WHAT YOU HAVE TO DO: Reproduce every one of the following lines word for word, in the same order.
****
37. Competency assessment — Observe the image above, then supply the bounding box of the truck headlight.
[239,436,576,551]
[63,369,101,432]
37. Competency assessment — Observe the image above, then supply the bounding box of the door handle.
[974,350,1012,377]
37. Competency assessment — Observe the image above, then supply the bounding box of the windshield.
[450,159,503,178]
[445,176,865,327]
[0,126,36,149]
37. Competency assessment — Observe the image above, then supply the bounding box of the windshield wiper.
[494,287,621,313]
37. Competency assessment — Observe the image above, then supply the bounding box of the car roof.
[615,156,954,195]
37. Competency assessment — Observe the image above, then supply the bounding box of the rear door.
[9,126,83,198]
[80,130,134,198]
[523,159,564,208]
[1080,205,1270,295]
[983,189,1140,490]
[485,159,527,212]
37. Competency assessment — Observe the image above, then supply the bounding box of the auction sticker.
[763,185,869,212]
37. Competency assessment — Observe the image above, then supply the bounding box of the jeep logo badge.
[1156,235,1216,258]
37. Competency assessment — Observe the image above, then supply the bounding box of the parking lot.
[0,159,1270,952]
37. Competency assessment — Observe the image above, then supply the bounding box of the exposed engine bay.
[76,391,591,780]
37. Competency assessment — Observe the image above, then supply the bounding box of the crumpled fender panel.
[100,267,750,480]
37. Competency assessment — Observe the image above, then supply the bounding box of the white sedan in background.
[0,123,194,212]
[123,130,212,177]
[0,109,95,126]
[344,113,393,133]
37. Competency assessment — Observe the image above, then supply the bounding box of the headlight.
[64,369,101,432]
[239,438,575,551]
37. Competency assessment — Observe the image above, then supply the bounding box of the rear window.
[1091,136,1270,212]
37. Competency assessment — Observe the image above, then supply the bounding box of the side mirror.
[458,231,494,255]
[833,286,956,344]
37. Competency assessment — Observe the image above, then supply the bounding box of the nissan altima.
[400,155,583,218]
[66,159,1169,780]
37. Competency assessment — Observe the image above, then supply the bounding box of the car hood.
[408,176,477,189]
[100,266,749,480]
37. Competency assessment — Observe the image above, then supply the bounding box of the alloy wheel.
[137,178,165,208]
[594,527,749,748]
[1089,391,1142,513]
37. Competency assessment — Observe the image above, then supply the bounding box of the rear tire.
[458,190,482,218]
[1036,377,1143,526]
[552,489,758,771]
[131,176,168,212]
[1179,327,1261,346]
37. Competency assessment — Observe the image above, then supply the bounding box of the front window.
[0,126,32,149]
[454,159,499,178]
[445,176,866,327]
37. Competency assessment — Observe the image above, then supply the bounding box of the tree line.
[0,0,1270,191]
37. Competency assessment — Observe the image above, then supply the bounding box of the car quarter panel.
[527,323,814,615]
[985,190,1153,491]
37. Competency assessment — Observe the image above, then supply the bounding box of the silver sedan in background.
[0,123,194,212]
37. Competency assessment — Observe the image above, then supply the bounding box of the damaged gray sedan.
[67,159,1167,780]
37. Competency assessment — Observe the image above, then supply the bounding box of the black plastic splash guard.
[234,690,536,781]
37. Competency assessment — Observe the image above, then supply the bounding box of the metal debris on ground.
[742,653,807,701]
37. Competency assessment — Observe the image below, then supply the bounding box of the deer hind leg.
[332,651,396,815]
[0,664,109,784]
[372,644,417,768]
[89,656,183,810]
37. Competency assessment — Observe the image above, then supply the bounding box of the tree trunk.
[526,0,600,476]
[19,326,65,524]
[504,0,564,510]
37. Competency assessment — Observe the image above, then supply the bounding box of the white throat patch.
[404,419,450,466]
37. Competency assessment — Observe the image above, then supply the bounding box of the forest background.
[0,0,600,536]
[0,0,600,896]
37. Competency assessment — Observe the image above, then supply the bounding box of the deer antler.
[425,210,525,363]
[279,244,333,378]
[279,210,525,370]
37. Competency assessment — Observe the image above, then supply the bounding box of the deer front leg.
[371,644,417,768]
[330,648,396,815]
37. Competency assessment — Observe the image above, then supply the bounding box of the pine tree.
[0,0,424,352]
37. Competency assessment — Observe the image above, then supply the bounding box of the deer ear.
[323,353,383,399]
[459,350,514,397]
****
RESULT OF THIS EXERCISE:
37. Competency assessment — Observe the image above, then supply the bounding box of the truck headlight.
[239,436,576,551]
[63,369,101,432]
37. Competency assessment — Observe the image above, then supply the bounding box of the door handle.
[974,350,1012,377]
37. Competency assessment — Observe the image above, then supply the bounding box of the windshield.
[450,159,503,178]
[445,176,865,327]
[0,126,36,149]
37. Competency assessment — Observe the image above, then supply the bounding box of the windshield wiper.
[494,287,621,313]
37. Competency assessment — Observe the image above, then supply the bounding box of the car roof.
[615,156,954,195]
37. Competency assessment — Observe the image above, then supply the bounding box of the rear door.
[9,126,83,198]
[80,130,134,198]
[523,159,564,208]
[1080,205,1270,295]
[983,189,1140,490]
[485,159,527,212]
37. Competency assessment — Observe the image above, then supply the bounding box of the auction sticker.
[763,185,869,212]
37. Competency assessment — Observe the image above, then supply the bounding box of the jeep logo badge.
[1156,235,1216,258]
37. Competency assessment — Observe the image above, then supply the bounding box of the parking lot.
[0,159,1270,952]
37. Competency assessment — Observe the image above, then supply the bounding box of the exposed engine bay.
[76,391,591,780]
37. Competency assessment — Observe the image above, then supply the bounding box of the crumpled fender panel.
[100,267,750,480]
37. Competency assessment — Observe the image above, then supply the bounding box of the white sedan in background.
[0,123,194,212]
[123,130,212,177]
[0,109,95,126]
[344,113,393,133]
37. Competency assessment — Observe the image above, then supply the bounding box of the headlight.
[64,369,101,432]
[239,438,575,551]
37. Competency assessment — Observe the image above, then supply the bounding box of the rear window.
[1091,136,1270,212]
37. Competency assessment — Observe the image above, then supply the bounding box of the side mirror.
[458,231,494,255]
[833,286,956,344]
37. Competency assessment — Observe the image above, then supply the bounding box of the nissan altima.
[400,155,583,218]
[66,159,1169,780]
37. Competency assessment — Observe the image above, then supply the bounding box of the car hood.
[408,176,477,189]
[100,266,749,480]
37. Competency assessment — Observe the image above, then supply the bounding box of the alloy wheel.
[137,178,165,208]
[594,527,749,748]
[1089,391,1142,513]
37. Competency assessment — Observe the image above, then supply the bounding box of the rear tire.
[458,190,482,218]
[1036,377,1143,526]
[552,489,758,771]
[131,176,168,212]
[1179,327,1261,346]
37. Competency assessment — Observe the image above, then supply the bounding box of the front window.
[0,126,32,149]
[454,159,499,178]
[445,176,866,327]
37. Competency assessment — Observe the image above, then supply the bounding box of the tree line.
[0,0,1270,191]
37. Competency assessment — Observe the image above, then supply the bounding box of the car quarter panel.
[527,323,814,615]
[985,190,1153,491]
37. Competency assessment — Observe the image above, then supply the bounding box of the silver sedan in background.
[0,123,194,212]
37. Competency assessment — Observe the image above, then supply the bounding box of the damaged gray sedan.
[67,159,1167,780]
37. Competency assessment — Observe the image above, then supply the bounding box of the black plastic splash guard.
[234,690,536,781]
37. Competency assessment — Observe the image above, then supply the bounding box of the metal debris on ground.
[742,653,807,701]
37. Competency assessment — Observe the image below, then supply the bounding box of the deer hind leg.
[332,651,396,815]
[0,664,109,784]
[372,644,417,768]
[89,656,183,810]
37. Competency assessment — Observe the image above, then supply the bounding box of the tree trunk.
[526,0,600,476]
[19,326,65,524]
[504,0,564,510]
37. Competency assessment — Observe the image above, then supply the bounding box of the white throat patch.
[404,419,450,466]
37. Competency assessment — Observe the image above, then supply the bounding box of the forest background.
[0,0,600,536]
[0,0,600,896]
37. Competency assessment — Observe the image above, then supply the bounding box of the deer antler.
[425,210,525,363]
[279,244,333,378]
[279,210,525,370]
37. Competency assessment — Observe the image above, then supply the bounding box of the deer front leg.
[371,644,417,768]
[330,648,396,815]
37. Competency assessment — Observe the image above, then supply the bounding box of the pine tree.
[0,0,424,352]
37. Competency assessment — Observe the image above, then supply the bounding box of the deer ear.
[323,353,383,399]
[459,350,514,397]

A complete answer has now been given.